Article:

# # #

Mais de Gaulle ne s’y trompe pas. De Londres, dès le lendemain, il téléphone à Leclerc :

Vous avez ramené la victoire sous les plis du drapeau. Je vous embrasse !

L’épopée de la 2e DB de Leclerc 1941-44.
2db.free.fr

Pour la première fois depuis le lamentable armistice de juin 1940, des unités françaises sous commandement français ont opéré victorieusement en territoire ennemi.

L’honnêteté historique oblige à préciser que les commandos néo-zélandais apportèrent leur concours à la réussite de l’entreprise. Mais c’était bien Leclerc qui avait donné l’impulsion et ses hommes qui avaient pris Koufra avec leurs modestes moyens. Ils ne disposaient que d’un malheureux canon, mais ils se sentaient portés autant qu’aiguillonnés par la volonté de leur chef.

# # #

Liste des enregistrements:
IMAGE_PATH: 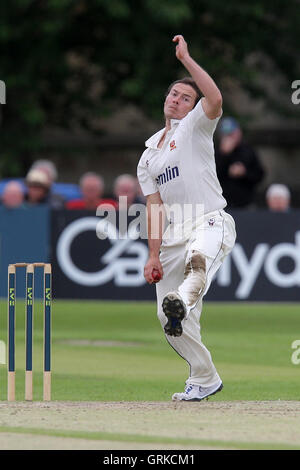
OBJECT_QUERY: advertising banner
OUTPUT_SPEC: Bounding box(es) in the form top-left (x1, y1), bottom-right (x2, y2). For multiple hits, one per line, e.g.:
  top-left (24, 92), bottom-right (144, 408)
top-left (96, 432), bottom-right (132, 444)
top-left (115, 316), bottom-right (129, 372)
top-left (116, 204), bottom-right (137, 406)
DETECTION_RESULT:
top-left (51, 210), bottom-right (300, 301)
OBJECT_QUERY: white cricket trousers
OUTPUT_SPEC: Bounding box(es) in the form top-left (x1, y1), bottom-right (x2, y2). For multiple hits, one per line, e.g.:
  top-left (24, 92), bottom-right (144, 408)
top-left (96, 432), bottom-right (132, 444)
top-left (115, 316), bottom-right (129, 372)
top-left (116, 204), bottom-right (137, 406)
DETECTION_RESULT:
top-left (156, 210), bottom-right (236, 387)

# # #

Tâche demandée A:
D'après l'article sur Leclerc et la prise de Koufra, quelles troupes contribuèrent à la réussite de l'entreprise aux côtés des hommes de Leclerc ?
Tâche demandée B:
Restituez toutes les lignes des enregistrements sous forme de liste JSON de chaînes, une chaîne par ligne, en omettant les lignes vides. Laissez les images hors de la réponse.

Résultat attendu A:
Les commandos néo-zélandais.

Résultat attendu B:
[
  "IMAGE_PATH: ",
  "OBJECT_QUERY: advertising banner",
  "OUTPUT_SPEC: Bounding box(es) in the form top-left (x1, y1), bottom-right (x2, y2). For multiple hits, one per line, e.g.:",
  "  top-left (24, 92), bottom-right (144, 408)",
  "top-left (96, 432), bottom-right (132, 444)",
  "top-left (115, 316), bottom-right (129, 372)",
  "top-left (116, 204), bottom-right (137, 406)",
  "DETECTION_RESULT:",
  "top-left (51, 210), bottom-right (300, 301)",
  "OBJECT_QUERY: white cricket trousers",
  "OUTPUT_SPEC: Bounding box(es) in the form top-left (x1, y1), bottom-right (x2, y2). For multiple hits, one per line, e.g.:",
  "  top-left (24, 92), bottom-right (144, 408)",
  "top-left (96, 432), bottom-right (132, 444)",
  "top-left (115, 316), bottom-right (129, 372)",
  "top-left (116, 204), bottom-right (137, 406)",
  "DETECTION_RESULT:",
  "top-left (156, 210), bottom-right (236, 387)"
]